Excerpts from a point labeling dataset:
▶

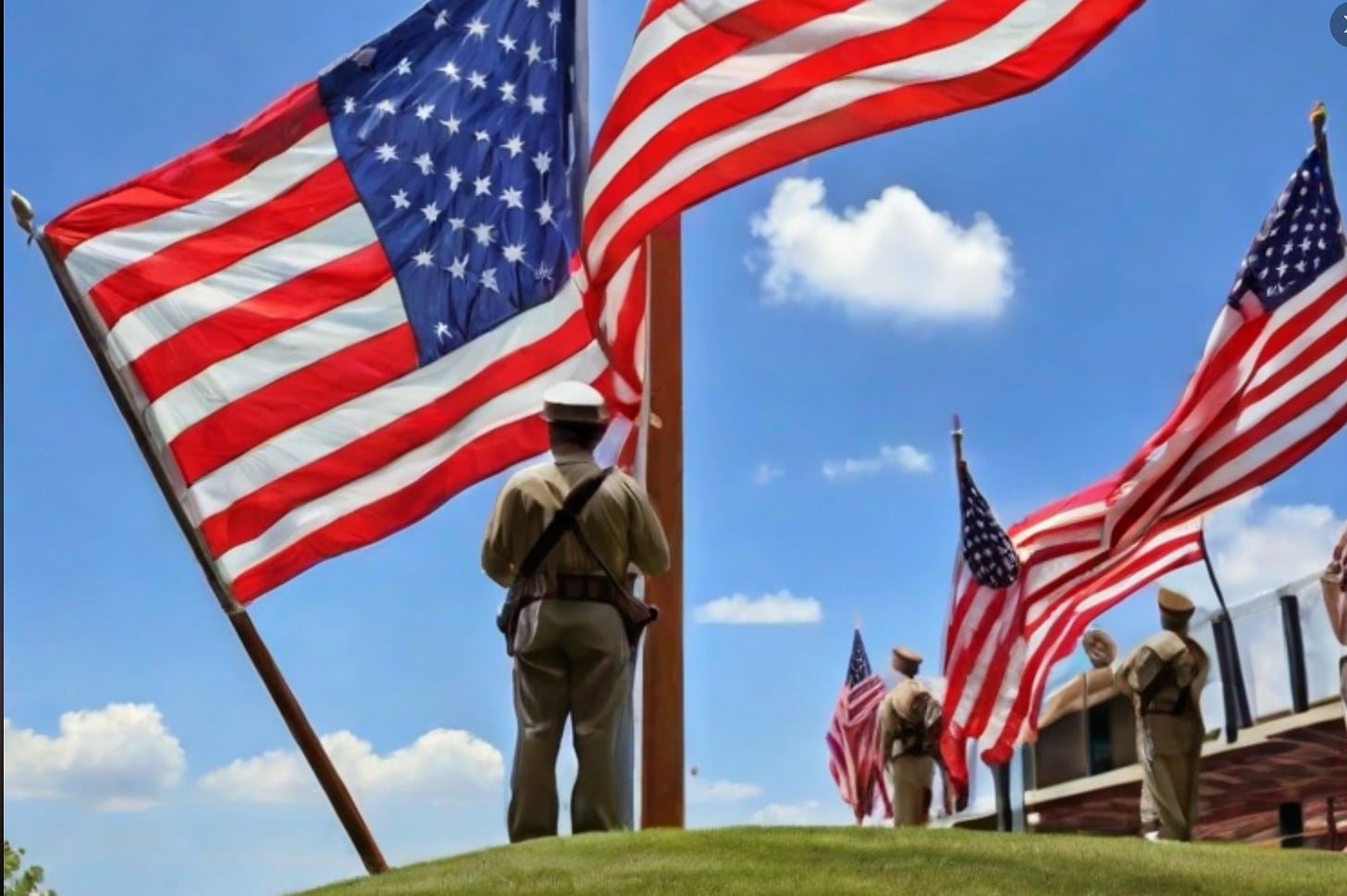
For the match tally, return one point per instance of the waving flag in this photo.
(344, 313)
(1270, 387)
(983, 545)
(854, 760)
(718, 92)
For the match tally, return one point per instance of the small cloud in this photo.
(1257, 547)
(809, 813)
(904, 458)
(440, 766)
(767, 473)
(894, 257)
(721, 792)
(115, 759)
(782, 608)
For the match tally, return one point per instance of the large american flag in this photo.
(344, 313)
(1270, 389)
(853, 739)
(718, 92)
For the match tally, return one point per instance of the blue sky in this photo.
(1117, 203)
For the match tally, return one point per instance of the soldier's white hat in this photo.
(1173, 605)
(574, 401)
(906, 658)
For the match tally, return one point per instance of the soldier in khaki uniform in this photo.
(909, 739)
(1164, 676)
(572, 651)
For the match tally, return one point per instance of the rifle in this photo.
(636, 615)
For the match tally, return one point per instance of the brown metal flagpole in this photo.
(661, 673)
(290, 710)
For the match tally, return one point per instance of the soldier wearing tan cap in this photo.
(1164, 676)
(569, 641)
(909, 739)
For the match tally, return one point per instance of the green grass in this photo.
(838, 861)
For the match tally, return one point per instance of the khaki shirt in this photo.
(619, 521)
(1140, 669)
(909, 706)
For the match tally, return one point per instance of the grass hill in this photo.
(842, 861)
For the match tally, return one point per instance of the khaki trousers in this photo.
(572, 659)
(1169, 751)
(912, 779)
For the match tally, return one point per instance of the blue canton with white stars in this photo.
(1300, 239)
(986, 547)
(457, 130)
(859, 668)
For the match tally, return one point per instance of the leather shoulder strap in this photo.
(562, 520)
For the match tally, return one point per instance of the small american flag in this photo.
(1269, 389)
(340, 315)
(853, 739)
(985, 546)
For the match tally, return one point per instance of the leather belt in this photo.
(579, 587)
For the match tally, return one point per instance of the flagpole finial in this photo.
(23, 213)
(1319, 116)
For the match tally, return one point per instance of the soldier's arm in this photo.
(649, 544)
(497, 545)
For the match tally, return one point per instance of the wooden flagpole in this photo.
(661, 665)
(290, 710)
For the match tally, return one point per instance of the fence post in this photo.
(1294, 653)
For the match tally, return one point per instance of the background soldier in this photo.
(1164, 677)
(570, 642)
(909, 739)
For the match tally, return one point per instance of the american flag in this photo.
(1270, 389)
(853, 739)
(985, 546)
(337, 316)
(715, 93)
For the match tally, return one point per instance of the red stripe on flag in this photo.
(253, 514)
(195, 174)
(245, 423)
(268, 313)
(1054, 53)
(699, 50)
(312, 201)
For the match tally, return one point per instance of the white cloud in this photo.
(767, 473)
(809, 813)
(782, 608)
(904, 458)
(894, 257)
(1257, 547)
(115, 759)
(440, 766)
(721, 792)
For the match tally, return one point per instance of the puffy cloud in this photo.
(782, 608)
(767, 473)
(809, 813)
(118, 757)
(721, 792)
(894, 257)
(904, 458)
(438, 767)
(1258, 546)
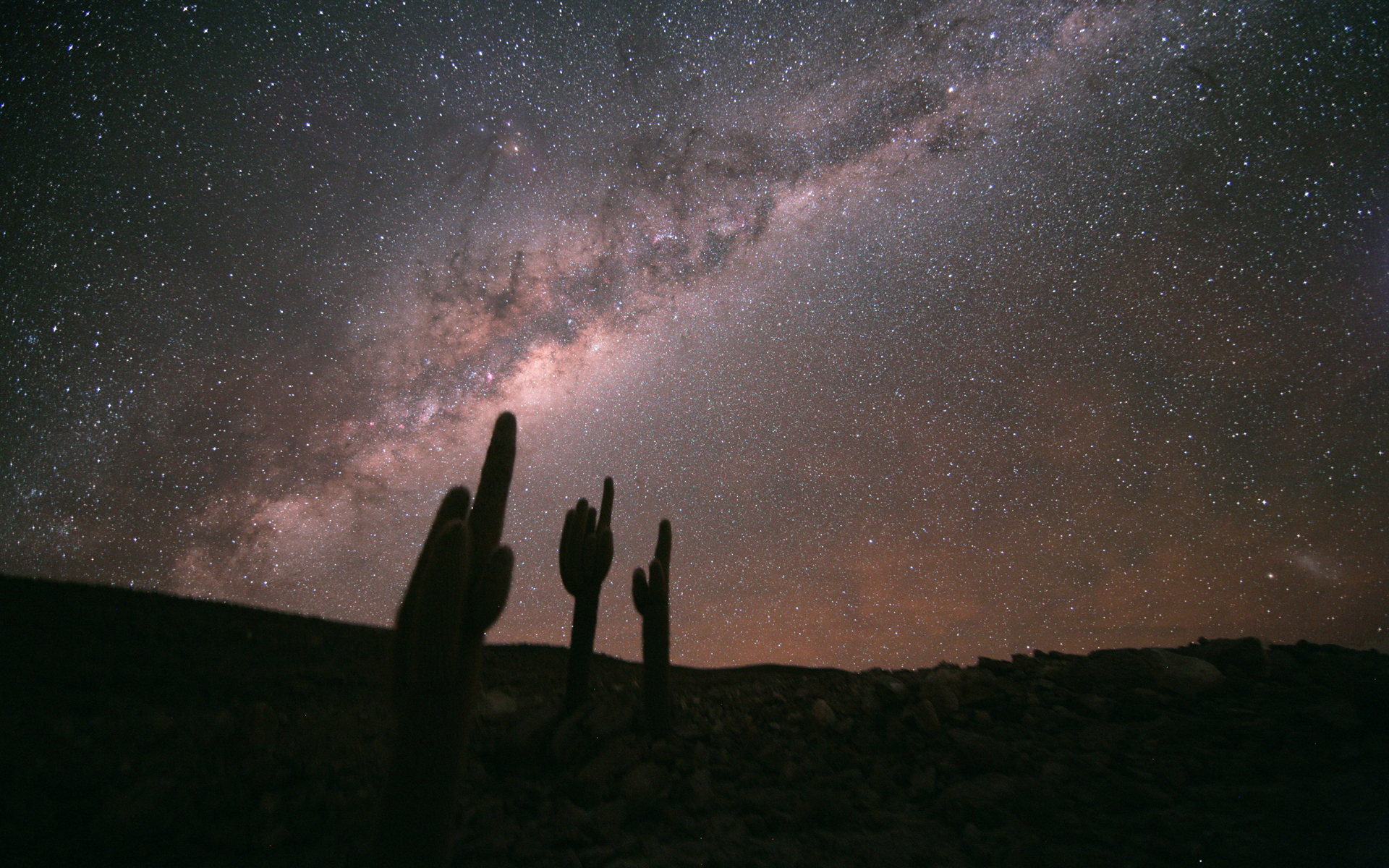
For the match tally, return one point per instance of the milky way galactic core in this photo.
(937, 330)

◀

> [Required task]:
Extract every line of the material above word for word, leaving out the pictures.

> [Written response]:
For the match tally, return one point per instance of the waving flag in this photo.
(344, 313)
(1270, 387)
(983, 545)
(854, 760)
(718, 92)
For the match tally, return one point per instance of the small cloud in this photo.
(1257, 547)
(809, 813)
(904, 458)
(440, 766)
(767, 473)
(894, 257)
(721, 792)
(115, 759)
(782, 608)
For the match tally, return one point per instance of the large american flag in this photo.
(344, 313)
(1270, 389)
(853, 739)
(718, 92)
For the match tally, return one point per instance of the blue sky in this photo.
(1117, 203)
For the match tally, return one point per instance of the soldier's white hat in this photo.
(1173, 605)
(574, 401)
(906, 658)
For the match tally, return one point per instance of the soldier in khaki uniform in this photo.
(909, 739)
(1164, 676)
(572, 651)
For the match tally, return one point per instance of the rifle in this photo.
(636, 615)
For the match tally, return one point per instance of the brown metal flagpole in this photo.
(661, 673)
(290, 710)
For the match tally, return one point per instance of the soldier wearing tan cap in this photo.
(1164, 676)
(569, 641)
(909, 739)
For the match tally, return one point per instance of the green grass in this photo.
(838, 861)
For the match tally, return one point per instance of the khaki shirt in this photo.
(619, 521)
(1140, 669)
(909, 706)
For the match tally, return one point per instance of the grass hill in this photo.
(842, 861)
For the match tally, return one point per instance of the khaki trousers in this photo.
(572, 659)
(1169, 751)
(912, 779)
For the match tally, return one point per instance of the blue canton with white stars in this photo.
(1300, 239)
(986, 547)
(457, 130)
(859, 668)
For the match tally, return one point per instance of the leather shoulder strap in this photo.
(562, 520)
For the match tally, return one point per instance of the small american flag in this photo.
(1269, 389)
(340, 315)
(853, 739)
(985, 546)
For the match tally, return one point per instance of the leather belt in this photo.
(579, 587)
For the match tally, return one point per instance of the flagpole finial in this photo.
(23, 213)
(1319, 116)
For the match tally, return one point per instance of the soldier's arm in this photo.
(649, 544)
(497, 545)
For the match tally, return one point per instance of the wooden flagpole in this photo.
(661, 665)
(290, 710)
For the match tally, return one point per instance of the fence post in this photo.
(1294, 653)
For the match tally, return one point per instance of the background soldier in this photo.
(1164, 677)
(570, 642)
(909, 739)
For the match tally, return one point per instance of the american flag in this photo.
(1270, 389)
(853, 739)
(985, 546)
(337, 316)
(715, 93)
For the match tally, return one point per instance of the red stripe on flag in this photo.
(253, 514)
(195, 174)
(245, 423)
(268, 313)
(1054, 53)
(699, 50)
(312, 201)
For the match tally, return one point per instance of the white cloud in this photo.
(767, 473)
(809, 813)
(782, 608)
(904, 458)
(894, 257)
(1257, 547)
(115, 759)
(440, 766)
(721, 792)
For the match tally, return one point per instance of the puffy cloud in this photo.
(782, 608)
(767, 473)
(809, 813)
(118, 757)
(721, 792)
(894, 257)
(904, 458)
(438, 767)
(1258, 546)
For the match tally, return one point per instance of the milky way galactic core in this photo.
(937, 330)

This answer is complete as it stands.